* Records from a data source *
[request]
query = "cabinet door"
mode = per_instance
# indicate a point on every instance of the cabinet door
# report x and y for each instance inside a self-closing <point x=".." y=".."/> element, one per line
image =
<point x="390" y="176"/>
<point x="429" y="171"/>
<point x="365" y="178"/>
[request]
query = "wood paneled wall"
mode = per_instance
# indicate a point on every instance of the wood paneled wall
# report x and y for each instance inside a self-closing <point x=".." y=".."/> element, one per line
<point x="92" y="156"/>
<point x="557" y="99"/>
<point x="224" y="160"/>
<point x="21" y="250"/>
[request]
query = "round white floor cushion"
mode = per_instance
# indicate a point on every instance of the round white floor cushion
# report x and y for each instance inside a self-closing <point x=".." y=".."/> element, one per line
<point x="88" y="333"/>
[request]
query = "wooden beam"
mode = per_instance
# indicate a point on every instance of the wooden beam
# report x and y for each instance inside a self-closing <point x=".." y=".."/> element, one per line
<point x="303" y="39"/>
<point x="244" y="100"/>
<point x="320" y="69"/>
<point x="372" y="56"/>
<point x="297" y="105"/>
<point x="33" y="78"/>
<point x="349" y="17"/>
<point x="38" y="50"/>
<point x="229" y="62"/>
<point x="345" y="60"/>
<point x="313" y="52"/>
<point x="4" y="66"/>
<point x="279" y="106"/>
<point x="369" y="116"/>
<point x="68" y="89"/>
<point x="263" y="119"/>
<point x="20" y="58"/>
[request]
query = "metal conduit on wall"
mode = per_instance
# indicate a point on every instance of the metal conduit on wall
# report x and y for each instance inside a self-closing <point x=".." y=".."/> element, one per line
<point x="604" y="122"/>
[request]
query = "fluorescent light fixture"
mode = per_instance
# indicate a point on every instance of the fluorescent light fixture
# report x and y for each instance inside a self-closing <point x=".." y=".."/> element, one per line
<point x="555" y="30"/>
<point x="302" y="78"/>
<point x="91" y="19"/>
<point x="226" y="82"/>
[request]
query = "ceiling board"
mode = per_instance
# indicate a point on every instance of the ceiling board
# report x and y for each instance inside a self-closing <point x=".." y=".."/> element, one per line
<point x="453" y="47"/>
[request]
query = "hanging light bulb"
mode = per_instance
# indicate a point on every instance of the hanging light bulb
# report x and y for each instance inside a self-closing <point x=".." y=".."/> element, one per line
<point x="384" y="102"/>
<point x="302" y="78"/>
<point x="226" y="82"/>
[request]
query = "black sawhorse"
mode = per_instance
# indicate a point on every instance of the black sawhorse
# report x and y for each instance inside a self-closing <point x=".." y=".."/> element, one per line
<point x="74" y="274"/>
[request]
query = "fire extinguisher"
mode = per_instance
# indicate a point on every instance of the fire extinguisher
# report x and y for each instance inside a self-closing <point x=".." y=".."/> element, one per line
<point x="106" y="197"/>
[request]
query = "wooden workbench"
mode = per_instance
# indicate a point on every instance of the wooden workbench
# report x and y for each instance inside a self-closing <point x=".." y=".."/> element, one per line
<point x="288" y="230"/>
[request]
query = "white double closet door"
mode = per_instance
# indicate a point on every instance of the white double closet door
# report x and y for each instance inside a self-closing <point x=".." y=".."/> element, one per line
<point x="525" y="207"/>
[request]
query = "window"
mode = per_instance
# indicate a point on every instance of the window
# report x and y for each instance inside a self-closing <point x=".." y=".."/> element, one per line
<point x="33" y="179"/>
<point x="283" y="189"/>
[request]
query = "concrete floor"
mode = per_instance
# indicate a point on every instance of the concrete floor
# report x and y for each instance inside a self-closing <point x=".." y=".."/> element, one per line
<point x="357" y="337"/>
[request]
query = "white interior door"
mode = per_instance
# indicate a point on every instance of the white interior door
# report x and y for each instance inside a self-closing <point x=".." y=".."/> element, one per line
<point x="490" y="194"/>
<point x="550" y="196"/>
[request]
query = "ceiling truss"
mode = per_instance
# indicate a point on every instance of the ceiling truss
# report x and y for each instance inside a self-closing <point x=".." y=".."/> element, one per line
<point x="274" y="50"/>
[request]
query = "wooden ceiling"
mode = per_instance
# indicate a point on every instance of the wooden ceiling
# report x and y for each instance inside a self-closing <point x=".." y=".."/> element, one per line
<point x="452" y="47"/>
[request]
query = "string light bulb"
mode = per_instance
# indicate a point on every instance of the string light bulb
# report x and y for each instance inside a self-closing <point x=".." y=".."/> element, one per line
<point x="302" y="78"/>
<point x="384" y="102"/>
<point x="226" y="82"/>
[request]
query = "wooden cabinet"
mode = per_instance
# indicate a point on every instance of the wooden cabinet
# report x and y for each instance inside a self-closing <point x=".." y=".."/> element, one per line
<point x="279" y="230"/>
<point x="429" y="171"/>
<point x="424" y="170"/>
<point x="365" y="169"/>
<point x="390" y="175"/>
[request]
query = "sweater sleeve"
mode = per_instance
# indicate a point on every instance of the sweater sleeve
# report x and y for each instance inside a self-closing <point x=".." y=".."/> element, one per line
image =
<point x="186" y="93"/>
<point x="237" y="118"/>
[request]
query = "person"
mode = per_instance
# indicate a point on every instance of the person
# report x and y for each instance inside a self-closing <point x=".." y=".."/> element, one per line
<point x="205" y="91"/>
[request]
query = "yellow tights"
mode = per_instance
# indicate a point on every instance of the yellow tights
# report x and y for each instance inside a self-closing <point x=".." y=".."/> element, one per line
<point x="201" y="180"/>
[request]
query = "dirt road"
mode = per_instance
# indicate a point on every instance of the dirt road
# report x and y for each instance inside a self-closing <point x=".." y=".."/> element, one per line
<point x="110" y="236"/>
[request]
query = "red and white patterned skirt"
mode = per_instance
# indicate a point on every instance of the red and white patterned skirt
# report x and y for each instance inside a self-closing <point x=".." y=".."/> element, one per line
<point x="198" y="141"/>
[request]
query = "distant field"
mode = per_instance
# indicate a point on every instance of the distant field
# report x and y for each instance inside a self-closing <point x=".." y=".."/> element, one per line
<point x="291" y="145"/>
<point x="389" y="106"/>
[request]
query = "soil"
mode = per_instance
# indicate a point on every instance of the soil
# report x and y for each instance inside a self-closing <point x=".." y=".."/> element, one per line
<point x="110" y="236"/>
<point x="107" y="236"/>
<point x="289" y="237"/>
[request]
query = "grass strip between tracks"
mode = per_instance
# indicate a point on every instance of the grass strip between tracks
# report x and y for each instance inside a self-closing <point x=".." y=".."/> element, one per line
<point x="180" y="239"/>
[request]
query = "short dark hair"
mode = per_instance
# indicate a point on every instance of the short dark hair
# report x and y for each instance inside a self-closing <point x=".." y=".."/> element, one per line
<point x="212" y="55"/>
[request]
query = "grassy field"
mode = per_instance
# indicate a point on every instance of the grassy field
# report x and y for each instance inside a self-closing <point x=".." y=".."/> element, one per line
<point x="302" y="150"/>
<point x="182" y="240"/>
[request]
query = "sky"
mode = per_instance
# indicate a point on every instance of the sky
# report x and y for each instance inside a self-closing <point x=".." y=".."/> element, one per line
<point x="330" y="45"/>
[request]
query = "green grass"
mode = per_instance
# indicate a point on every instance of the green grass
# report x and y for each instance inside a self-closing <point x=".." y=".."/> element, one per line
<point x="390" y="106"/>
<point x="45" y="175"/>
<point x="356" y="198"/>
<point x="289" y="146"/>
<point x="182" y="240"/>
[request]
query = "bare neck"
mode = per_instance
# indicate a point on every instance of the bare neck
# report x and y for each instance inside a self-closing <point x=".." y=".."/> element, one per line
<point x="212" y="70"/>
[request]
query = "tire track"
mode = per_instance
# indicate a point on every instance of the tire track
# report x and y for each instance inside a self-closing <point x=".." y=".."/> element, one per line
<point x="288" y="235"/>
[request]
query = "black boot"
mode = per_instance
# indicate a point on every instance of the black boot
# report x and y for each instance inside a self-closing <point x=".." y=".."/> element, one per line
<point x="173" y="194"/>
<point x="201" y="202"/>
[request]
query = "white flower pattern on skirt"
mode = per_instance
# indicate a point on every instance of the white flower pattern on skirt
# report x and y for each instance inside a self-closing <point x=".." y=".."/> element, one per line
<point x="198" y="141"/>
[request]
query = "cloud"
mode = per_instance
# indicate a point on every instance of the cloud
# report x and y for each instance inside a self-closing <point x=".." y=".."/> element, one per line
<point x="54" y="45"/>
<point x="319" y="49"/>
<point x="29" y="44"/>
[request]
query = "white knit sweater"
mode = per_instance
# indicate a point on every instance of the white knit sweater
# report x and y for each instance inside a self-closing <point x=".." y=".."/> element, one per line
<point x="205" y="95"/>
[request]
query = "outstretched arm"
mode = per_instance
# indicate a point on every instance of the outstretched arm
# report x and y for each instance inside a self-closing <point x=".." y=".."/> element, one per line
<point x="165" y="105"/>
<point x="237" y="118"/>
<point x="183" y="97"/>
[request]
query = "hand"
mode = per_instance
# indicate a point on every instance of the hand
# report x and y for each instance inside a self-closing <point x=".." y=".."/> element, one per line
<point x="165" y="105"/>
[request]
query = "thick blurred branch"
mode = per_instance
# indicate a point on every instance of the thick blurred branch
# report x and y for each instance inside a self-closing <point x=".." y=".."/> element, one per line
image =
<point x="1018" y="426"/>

* Work required *
Out of the entries, report each line that contains the word "knit".

* Task response *
query = "white knit sweater"
# indicate a point on every instance of the white knit sweater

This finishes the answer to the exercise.